Task brief | Lines with "water": state how many there are in the records below, and nothing else.

Stored items from a collection:
——————————
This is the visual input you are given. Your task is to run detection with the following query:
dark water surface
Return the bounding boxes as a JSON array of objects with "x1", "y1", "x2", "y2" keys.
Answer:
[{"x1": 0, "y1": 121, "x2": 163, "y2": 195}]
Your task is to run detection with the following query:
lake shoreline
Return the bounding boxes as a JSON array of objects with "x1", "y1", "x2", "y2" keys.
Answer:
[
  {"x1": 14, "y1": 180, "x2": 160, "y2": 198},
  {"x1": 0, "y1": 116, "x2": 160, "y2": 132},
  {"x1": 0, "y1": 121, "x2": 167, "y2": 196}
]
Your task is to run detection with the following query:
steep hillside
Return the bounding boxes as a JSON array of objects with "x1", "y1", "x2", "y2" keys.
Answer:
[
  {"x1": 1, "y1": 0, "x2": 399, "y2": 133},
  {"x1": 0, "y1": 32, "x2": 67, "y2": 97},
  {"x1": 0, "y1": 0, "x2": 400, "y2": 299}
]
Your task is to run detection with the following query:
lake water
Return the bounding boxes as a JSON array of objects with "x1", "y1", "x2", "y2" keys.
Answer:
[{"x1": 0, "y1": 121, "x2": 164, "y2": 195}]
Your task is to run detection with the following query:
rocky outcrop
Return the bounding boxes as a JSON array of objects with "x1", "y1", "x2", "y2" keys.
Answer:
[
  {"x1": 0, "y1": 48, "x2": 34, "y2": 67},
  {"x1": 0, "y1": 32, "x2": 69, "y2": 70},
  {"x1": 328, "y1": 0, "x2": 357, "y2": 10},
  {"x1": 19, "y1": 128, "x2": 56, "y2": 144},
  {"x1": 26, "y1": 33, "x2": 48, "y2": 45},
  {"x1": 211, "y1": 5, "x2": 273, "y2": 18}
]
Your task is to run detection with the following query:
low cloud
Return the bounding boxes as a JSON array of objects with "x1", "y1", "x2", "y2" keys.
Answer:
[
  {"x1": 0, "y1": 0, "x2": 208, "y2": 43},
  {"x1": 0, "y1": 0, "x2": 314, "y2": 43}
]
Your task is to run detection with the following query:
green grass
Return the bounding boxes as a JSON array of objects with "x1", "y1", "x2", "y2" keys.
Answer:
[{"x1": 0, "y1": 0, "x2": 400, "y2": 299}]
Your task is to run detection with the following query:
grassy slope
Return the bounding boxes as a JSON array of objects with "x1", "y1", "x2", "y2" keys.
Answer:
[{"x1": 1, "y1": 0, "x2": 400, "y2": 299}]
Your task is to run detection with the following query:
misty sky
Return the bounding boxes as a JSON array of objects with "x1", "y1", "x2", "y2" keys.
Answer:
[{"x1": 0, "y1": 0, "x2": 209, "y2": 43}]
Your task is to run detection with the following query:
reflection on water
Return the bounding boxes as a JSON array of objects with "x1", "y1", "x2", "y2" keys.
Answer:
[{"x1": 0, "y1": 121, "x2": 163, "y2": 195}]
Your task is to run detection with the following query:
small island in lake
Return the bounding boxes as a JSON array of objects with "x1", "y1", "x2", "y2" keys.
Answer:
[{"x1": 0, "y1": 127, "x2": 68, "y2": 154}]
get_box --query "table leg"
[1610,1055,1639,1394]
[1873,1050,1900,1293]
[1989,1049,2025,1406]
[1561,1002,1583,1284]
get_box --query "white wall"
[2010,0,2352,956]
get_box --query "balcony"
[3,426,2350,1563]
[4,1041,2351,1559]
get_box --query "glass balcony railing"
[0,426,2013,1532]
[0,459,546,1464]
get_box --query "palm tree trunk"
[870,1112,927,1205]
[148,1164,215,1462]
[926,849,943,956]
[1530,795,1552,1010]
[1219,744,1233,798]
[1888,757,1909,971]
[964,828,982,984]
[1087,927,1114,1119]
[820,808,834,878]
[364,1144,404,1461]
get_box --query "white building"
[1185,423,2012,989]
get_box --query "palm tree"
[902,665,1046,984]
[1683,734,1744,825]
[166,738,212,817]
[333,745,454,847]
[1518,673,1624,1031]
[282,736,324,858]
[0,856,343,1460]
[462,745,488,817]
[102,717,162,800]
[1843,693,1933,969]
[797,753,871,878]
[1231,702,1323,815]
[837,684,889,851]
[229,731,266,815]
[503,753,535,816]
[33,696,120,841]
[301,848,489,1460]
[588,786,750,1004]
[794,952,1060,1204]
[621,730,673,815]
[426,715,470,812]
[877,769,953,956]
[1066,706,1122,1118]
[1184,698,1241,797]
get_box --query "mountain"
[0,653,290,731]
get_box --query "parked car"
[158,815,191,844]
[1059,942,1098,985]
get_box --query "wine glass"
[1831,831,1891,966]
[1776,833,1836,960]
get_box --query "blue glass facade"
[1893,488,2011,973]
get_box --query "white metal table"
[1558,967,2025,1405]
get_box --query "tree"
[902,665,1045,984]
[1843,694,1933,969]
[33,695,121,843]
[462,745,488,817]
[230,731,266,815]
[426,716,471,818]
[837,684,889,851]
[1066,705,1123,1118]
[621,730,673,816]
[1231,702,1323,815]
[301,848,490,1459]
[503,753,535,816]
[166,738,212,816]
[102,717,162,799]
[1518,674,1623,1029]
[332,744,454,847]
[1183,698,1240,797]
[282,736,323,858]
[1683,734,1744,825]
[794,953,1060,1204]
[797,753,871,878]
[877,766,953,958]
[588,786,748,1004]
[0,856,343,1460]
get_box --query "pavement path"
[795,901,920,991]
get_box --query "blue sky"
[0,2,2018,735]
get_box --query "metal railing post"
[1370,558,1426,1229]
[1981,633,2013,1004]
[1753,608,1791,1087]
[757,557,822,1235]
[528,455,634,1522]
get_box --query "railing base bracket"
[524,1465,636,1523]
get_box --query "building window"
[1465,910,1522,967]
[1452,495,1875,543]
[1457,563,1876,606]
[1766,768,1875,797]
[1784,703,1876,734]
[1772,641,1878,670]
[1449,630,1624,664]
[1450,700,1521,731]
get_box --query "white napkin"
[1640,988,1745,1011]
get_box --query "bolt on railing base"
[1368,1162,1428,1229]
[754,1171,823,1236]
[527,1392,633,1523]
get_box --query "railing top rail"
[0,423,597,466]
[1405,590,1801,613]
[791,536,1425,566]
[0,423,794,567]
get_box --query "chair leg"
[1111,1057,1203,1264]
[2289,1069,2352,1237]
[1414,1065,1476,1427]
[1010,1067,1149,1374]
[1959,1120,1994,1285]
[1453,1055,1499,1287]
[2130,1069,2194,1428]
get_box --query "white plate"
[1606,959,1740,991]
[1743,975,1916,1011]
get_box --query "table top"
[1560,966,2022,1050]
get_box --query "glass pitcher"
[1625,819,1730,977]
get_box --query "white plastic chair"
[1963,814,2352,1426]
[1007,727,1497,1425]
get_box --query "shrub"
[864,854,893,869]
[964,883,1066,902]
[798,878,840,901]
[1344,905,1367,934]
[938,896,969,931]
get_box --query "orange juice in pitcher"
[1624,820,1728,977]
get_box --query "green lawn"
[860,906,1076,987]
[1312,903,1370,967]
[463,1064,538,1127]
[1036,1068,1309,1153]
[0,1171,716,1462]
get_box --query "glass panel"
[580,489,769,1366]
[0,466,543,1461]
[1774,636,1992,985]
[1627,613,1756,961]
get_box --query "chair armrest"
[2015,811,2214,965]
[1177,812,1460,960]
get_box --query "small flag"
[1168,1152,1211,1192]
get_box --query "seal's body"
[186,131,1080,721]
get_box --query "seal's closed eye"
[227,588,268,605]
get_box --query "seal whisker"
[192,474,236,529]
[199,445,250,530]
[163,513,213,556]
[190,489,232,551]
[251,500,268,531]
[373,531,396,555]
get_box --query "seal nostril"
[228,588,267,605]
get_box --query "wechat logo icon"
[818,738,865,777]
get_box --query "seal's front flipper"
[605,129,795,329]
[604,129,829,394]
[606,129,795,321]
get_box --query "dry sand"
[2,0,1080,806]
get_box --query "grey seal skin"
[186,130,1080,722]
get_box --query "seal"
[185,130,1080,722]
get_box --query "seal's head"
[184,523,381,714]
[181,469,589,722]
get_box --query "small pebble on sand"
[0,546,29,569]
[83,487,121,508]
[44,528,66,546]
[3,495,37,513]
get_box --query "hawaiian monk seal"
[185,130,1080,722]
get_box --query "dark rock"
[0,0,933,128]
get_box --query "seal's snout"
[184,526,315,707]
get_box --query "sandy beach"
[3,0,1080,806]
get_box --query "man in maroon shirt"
——————————
Response to the task | 3